Write out the data below in full. Keep it exact.

(Boundary annotation records)
>> start

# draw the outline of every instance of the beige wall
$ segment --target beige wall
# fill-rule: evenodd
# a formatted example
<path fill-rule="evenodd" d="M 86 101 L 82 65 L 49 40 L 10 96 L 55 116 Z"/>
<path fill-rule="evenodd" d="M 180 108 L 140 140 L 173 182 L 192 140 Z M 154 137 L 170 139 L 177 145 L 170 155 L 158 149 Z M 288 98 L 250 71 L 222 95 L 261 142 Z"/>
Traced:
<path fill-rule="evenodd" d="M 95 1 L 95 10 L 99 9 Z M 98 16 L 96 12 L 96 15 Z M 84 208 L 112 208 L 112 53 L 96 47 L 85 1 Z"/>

>> end

**Task answer:**
# draw the outline of every instance of the beige wall
$ segment --target beige wall
# fill-rule: evenodd
# a formatted example
<path fill-rule="evenodd" d="M 86 101 L 82 65 L 49 40 L 10 96 L 55 116 Z"/>
<path fill-rule="evenodd" d="M 180 108 L 140 140 L 173 182 L 192 140 Z M 154 137 L 170 139 L 177 145 L 170 155 L 158 149 Z M 288 98 L 250 71 L 222 95 L 261 142 Z"/>
Traced:
<path fill-rule="evenodd" d="M 95 1 L 95 10 L 99 9 Z M 98 16 L 96 12 L 96 15 Z M 84 208 L 112 208 L 112 53 L 96 47 L 85 1 Z"/>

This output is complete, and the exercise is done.